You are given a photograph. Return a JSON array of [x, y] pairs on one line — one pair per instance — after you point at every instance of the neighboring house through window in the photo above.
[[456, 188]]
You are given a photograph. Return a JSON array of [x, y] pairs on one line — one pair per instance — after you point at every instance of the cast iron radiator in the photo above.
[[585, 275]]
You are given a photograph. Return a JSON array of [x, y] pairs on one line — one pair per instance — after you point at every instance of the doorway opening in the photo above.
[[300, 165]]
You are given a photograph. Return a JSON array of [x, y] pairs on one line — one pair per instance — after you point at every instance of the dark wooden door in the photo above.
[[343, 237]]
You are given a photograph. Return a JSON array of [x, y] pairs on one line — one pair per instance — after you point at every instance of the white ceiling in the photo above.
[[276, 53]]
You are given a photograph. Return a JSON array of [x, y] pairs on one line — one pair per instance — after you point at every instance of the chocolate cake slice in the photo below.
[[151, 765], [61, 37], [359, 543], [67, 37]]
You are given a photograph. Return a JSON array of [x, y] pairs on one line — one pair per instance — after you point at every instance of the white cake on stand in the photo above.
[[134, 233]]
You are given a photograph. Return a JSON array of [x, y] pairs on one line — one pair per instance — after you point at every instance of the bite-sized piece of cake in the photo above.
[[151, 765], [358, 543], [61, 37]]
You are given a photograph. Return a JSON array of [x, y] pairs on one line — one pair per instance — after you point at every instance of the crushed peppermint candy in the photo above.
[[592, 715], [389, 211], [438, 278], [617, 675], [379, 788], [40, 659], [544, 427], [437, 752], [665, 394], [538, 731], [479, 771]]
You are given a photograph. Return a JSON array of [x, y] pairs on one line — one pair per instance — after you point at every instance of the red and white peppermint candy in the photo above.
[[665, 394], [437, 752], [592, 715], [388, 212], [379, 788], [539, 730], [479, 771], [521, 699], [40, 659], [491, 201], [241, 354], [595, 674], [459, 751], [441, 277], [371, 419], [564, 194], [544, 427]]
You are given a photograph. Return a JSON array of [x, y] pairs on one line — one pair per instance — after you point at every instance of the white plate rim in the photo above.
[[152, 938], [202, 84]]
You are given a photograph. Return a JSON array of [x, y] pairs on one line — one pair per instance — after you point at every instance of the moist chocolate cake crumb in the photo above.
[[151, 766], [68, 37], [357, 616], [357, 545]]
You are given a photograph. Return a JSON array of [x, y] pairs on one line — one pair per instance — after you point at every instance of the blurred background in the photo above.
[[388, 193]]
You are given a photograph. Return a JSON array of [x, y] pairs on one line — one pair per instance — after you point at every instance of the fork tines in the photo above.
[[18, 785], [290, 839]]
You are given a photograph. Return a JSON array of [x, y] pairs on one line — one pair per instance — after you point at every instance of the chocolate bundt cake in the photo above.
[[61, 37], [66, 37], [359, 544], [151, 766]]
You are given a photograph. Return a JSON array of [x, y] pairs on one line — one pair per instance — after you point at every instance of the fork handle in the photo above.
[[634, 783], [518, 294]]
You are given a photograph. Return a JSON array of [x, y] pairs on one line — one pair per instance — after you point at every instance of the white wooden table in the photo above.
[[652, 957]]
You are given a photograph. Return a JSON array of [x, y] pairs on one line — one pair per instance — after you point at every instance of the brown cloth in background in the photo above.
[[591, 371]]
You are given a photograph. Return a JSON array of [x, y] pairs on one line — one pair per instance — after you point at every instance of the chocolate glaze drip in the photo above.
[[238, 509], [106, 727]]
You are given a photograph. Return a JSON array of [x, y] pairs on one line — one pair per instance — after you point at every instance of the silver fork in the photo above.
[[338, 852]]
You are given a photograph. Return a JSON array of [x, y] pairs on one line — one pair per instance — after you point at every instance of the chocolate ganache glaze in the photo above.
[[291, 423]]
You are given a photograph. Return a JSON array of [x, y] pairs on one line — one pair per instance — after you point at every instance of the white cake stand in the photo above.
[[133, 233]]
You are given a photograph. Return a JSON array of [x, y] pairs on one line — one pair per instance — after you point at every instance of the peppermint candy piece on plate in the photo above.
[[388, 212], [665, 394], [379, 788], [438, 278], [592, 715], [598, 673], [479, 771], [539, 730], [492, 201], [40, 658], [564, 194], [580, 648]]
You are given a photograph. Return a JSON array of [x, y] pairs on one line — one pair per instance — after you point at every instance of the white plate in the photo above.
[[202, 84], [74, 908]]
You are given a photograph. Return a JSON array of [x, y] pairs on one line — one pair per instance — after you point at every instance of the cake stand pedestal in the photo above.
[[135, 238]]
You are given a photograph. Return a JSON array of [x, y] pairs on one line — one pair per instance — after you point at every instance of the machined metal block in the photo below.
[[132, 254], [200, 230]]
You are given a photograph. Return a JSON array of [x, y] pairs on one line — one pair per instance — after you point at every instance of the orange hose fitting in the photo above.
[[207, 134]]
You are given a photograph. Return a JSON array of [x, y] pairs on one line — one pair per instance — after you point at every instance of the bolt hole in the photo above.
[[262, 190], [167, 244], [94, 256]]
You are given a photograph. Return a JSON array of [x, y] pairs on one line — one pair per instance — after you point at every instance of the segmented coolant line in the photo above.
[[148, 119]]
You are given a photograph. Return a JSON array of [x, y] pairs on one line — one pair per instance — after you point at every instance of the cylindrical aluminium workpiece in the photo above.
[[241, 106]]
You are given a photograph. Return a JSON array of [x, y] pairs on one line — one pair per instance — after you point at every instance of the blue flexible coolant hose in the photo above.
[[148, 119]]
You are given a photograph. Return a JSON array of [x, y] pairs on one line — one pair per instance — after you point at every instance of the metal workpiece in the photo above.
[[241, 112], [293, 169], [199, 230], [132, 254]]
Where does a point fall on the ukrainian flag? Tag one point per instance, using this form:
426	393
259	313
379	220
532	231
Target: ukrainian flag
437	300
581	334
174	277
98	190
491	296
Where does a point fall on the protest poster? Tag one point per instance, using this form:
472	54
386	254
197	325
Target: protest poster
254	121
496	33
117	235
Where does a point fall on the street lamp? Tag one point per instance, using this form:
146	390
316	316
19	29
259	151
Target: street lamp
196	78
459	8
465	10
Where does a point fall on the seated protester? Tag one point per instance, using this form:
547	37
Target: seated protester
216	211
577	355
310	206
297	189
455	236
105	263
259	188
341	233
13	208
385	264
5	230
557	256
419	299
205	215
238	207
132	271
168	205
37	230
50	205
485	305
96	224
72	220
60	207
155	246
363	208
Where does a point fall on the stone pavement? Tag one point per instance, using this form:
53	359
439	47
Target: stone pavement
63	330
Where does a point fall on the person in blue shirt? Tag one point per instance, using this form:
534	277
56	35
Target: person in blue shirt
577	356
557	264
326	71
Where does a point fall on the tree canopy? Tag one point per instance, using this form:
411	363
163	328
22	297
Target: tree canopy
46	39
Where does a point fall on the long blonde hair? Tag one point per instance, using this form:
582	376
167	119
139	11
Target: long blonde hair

What is required: In how many lines of the material above does the word "blonde" occur? Give the number and no other text.

Answer space: 2